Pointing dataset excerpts
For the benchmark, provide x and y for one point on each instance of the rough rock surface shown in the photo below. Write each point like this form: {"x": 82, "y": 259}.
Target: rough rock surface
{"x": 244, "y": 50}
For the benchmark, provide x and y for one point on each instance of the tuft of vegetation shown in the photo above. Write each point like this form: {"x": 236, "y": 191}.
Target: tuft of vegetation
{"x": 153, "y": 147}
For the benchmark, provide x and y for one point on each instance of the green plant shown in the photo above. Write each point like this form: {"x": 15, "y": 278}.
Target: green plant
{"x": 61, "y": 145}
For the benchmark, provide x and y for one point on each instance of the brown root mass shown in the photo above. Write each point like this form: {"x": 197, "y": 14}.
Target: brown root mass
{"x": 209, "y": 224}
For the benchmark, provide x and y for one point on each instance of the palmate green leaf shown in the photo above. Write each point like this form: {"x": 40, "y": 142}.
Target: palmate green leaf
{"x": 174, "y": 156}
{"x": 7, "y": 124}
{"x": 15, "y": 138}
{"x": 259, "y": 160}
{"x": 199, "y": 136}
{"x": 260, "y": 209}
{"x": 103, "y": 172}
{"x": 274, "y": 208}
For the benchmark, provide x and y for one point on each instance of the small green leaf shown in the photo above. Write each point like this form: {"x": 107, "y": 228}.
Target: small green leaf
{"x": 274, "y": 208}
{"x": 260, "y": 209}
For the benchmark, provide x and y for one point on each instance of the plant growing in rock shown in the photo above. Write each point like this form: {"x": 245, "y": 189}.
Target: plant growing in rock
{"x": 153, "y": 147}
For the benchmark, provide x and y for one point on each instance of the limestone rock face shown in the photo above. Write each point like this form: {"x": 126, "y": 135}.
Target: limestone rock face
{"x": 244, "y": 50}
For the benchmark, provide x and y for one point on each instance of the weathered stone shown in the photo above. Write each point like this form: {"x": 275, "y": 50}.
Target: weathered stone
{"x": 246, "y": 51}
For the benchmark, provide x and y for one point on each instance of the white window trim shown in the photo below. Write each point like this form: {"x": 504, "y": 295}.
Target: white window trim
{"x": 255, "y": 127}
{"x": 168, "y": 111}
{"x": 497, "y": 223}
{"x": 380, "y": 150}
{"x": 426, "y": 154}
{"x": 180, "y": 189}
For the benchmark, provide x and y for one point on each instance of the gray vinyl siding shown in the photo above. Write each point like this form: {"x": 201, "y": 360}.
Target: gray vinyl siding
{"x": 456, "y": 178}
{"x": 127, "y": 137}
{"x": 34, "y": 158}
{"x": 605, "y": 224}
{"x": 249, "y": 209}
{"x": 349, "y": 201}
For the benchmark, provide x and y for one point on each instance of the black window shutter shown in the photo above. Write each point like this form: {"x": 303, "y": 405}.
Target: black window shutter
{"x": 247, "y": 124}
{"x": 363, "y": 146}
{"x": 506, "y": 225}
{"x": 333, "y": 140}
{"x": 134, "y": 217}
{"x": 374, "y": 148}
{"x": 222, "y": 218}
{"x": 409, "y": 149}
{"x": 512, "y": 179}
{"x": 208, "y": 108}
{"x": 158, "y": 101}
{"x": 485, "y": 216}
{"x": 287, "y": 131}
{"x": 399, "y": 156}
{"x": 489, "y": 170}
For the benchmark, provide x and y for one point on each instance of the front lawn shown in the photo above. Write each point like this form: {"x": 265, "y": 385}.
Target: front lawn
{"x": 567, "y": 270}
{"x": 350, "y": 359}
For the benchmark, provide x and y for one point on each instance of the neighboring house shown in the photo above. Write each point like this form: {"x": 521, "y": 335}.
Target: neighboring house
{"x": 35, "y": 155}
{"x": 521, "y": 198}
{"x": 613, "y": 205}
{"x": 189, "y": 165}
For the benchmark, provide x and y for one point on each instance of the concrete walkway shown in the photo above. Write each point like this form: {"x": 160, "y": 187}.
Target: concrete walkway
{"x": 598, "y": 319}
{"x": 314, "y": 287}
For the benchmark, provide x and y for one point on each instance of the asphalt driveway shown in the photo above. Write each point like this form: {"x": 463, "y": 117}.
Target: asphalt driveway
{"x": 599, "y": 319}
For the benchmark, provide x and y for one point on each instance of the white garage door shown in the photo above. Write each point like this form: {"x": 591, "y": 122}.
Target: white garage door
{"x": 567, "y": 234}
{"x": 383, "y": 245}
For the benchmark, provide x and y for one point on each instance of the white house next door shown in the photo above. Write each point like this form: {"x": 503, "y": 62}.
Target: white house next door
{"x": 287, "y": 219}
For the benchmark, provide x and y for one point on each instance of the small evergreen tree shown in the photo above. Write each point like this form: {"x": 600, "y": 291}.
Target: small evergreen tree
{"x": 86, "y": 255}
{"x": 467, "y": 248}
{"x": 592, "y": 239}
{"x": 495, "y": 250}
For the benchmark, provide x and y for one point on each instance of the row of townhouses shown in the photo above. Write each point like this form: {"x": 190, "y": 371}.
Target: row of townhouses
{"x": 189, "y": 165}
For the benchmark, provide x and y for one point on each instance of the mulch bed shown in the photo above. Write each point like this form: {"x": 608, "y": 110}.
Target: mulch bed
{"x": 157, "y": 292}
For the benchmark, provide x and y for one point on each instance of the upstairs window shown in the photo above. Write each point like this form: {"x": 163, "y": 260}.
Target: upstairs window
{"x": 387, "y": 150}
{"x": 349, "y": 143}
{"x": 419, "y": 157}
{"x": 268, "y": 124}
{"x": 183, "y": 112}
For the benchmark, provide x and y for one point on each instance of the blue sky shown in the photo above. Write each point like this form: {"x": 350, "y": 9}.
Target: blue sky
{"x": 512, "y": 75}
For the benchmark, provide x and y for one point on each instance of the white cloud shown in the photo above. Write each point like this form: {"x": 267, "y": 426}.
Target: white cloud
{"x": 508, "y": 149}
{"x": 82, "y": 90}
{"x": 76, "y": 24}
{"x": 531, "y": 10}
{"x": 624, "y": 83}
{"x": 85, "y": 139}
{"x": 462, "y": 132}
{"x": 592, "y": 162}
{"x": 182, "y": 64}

Requirements
Render every line above as a JSON list of strings, one string per line, leaving out any blank lines.

Solution to this problem
[
  "For the benchmark, provide x and y for one point on each instance of the rough rock surface shown in the photo below. Write each point like this form: {\"x\": 82, \"y\": 259}.",
  "Target: rough rock surface",
  "{\"x\": 244, \"y\": 50}",
  "For the benchmark, provide x and y for one point on each instance of the tuft of vegetation shown in the photo above. Write each point like this form: {\"x\": 236, \"y\": 191}.",
  "Target: tuft of vegetation",
  "{\"x\": 153, \"y\": 147}",
  "For the benchmark, provide x and y for one point on each instance of the green plant shown in the photo above. Write each point like this form: {\"x\": 15, \"y\": 278}.",
  "Target: green plant",
  "{\"x\": 61, \"y\": 145}",
  "For the benchmark, provide x and y for one point on each instance of the brown root mass shown in the photo above. Write each point like this form: {\"x\": 197, \"y\": 14}.",
  "Target: brown root mass",
  "{\"x\": 209, \"y\": 224}",
  "For the benchmark, provide x and y for one point on each instance of the palmate green leaf shown in the photo above. Write each point like this form: {\"x\": 40, \"y\": 142}.",
  "Target: palmate green leaf",
  "{\"x\": 174, \"y\": 156}",
  "{\"x\": 7, \"y\": 124}",
  "{\"x\": 15, \"y\": 138}",
  "{\"x\": 259, \"y\": 160}",
  "{\"x\": 199, \"y\": 136}",
  "{\"x\": 260, \"y\": 209}",
  "{\"x\": 103, \"y\": 172}",
  "{\"x\": 274, \"y\": 208}",
  "For the benchmark, provide x and y for one point on each instance of the small green leaf shown in the photo above. Write each point like this form: {\"x\": 107, \"y\": 228}.",
  "Target: small green leaf",
  "{\"x\": 274, \"y\": 208}",
  "{\"x\": 260, \"y\": 209}",
  "For the benchmark, provide x and y for one point on each instance of the plant growing in rock shown in the photo above. Write each point like this form: {\"x\": 245, \"y\": 189}.",
  "Target: plant growing in rock",
  "{\"x\": 153, \"y\": 147}",
  "For the benchmark, provide x and y for one point on each instance of the limestone rock face shown in the photo above. Write each point like this form: {\"x\": 126, \"y\": 135}.",
  "Target: limestone rock face",
  "{\"x\": 244, \"y\": 50}",
  "For the benchmark, provide x and y for one point on each instance of the weathered stone shown in the photo above. Write each point like this form: {\"x\": 275, \"y\": 50}.",
  "Target: weathered stone",
  "{\"x\": 246, \"y\": 51}",
  "For the benchmark, provide x and y for one point on each instance of the white window trim shown in the photo below. Write each point like this form: {\"x\": 504, \"y\": 295}.",
  "Target: white window trim",
  "{\"x\": 255, \"y\": 127}",
  "{\"x\": 168, \"y\": 111}",
  "{\"x\": 497, \"y\": 223}",
  "{\"x\": 380, \"y\": 150}",
  "{\"x\": 426, \"y\": 154}",
  "{\"x\": 180, \"y\": 189}",
  "For the benchmark, provide x and y for one point on each instance of the gray vinyl siding shown in the photo above. Write each point like this form: {\"x\": 201, \"y\": 360}.",
  "Target: gray vinyl siding",
  "{\"x\": 456, \"y\": 178}",
  "{\"x\": 127, \"y\": 137}",
  "{\"x\": 34, \"y\": 158}",
  "{\"x\": 605, \"y\": 224}",
  "{\"x\": 249, \"y\": 209}",
  "{\"x\": 349, \"y\": 201}",
  "For the benchmark, provide x and y for one point on each instance of the black window shutter shown in the photo above. Write each point like this form: {\"x\": 303, \"y\": 405}.",
  "Target: black window shutter",
  "{\"x\": 247, \"y\": 124}",
  "{\"x\": 363, \"y\": 146}",
  "{\"x\": 506, \"y\": 225}",
  "{\"x\": 333, \"y\": 140}",
  "{\"x\": 134, \"y\": 217}",
  "{\"x\": 374, \"y\": 148}",
  "{\"x\": 222, \"y\": 218}",
  "{\"x\": 409, \"y\": 149}",
  "{\"x\": 512, \"y\": 179}",
  "{\"x\": 208, \"y\": 108}",
  "{\"x\": 158, \"y\": 101}",
  "{\"x\": 485, \"y\": 216}",
  "{\"x\": 287, \"y\": 131}",
  "{\"x\": 399, \"y\": 156}",
  "{\"x\": 489, \"y\": 170}",
  "For the benchmark, provide x and y for one point on each instance of the front lawn shown in the photo above. Write each point like this form: {\"x\": 265, \"y\": 385}.",
  "Target: front lawn",
  "{\"x\": 567, \"y\": 270}",
  "{\"x\": 350, \"y\": 359}",
  "For the benchmark, provide x and y for one point on each instance of the neighboring house shown in the photo above. Write each point like this form: {\"x\": 521, \"y\": 335}.",
  "Target: neighboring house",
  "{\"x\": 35, \"y\": 155}",
  "{\"x\": 521, \"y\": 198}",
  "{\"x\": 613, \"y\": 205}",
  "{\"x\": 189, \"y\": 165}",
  "For the benchmark, provide x and y for one point on each instance of the concrete walkway shown in the photo above. Write each point like this form: {\"x\": 160, \"y\": 187}.",
  "Target: concrete walkway",
  "{\"x\": 598, \"y\": 319}",
  "{\"x\": 314, \"y\": 287}",
  "For the benchmark, provide x and y for one point on each instance of the asphalt driveway shown in the photo above. Write each point like this form: {\"x\": 463, \"y\": 117}.",
  "Target: asphalt driveway",
  "{\"x\": 599, \"y\": 319}",
  "For the benchmark, provide x and y for one point on each instance of the white garage door shown in the photo above. Write each point like this form: {\"x\": 591, \"y\": 122}.",
  "Target: white garage door",
  "{\"x\": 567, \"y\": 234}",
  "{\"x\": 383, \"y\": 245}",
  "For the benchmark, provide x and y for one point on each instance of the white house next door shown in the photo above. Write each point like this form: {\"x\": 503, \"y\": 62}.",
  "Target: white house next door",
  "{\"x\": 287, \"y\": 219}",
  "For the benchmark, provide x and y for one point on each instance of the small evergreen tree shown in the photo above. Write each point like this form: {\"x\": 600, \"y\": 291}.",
  "Target: small evergreen tree",
  "{\"x\": 86, \"y\": 255}",
  "{\"x\": 467, \"y\": 248}",
  "{\"x\": 592, \"y\": 239}",
  "{\"x\": 495, \"y\": 250}",
  "For the benchmark, provide x and y for one point on each instance of the row of townhouses shown in the photo above. Write each point like this form: {\"x\": 190, \"y\": 371}.",
  "Target: row of townhouses",
  "{\"x\": 189, \"y\": 165}",
  "For the benchmark, provide x and y for one point on each instance of the mulch bed shown in the photo above. Write each point like this form: {\"x\": 608, \"y\": 110}.",
  "Target: mulch bed",
  "{\"x\": 157, \"y\": 292}",
  "For the benchmark, provide x and y for one point on each instance of the upstairs window shown in the photo above. Write each point like this form: {\"x\": 163, \"y\": 260}.",
  "Target: upstairs window",
  "{\"x\": 387, \"y\": 150}",
  "{\"x\": 349, \"y\": 143}",
  "{\"x\": 419, \"y\": 157}",
  "{\"x\": 268, \"y\": 124}",
  "{\"x\": 183, \"y\": 112}",
  "For the benchmark, provide x and y for one point on each instance of the blue sky shown in the photo above. Write each point like this form: {\"x\": 350, \"y\": 9}.",
  "Target: blue sky",
  "{\"x\": 512, \"y\": 75}",
  "For the benchmark, provide x and y for one point on each instance of the white cloud shown in the photo above. Write each point like this form: {\"x\": 267, \"y\": 426}.",
  "Target: white cloud",
  "{\"x\": 508, \"y\": 149}",
  "{\"x\": 82, \"y\": 90}",
  "{\"x\": 76, \"y\": 24}",
  "{\"x\": 531, \"y\": 10}",
  "{\"x\": 624, \"y\": 83}",
  "{\"x\": 85, \"y\": 139}",
  "{\"x\": 462, \"y\": 132}",
  "{\"x\": 592, \"y\": 162}",
  "{\"x\": 182, \"y\": 64}"
]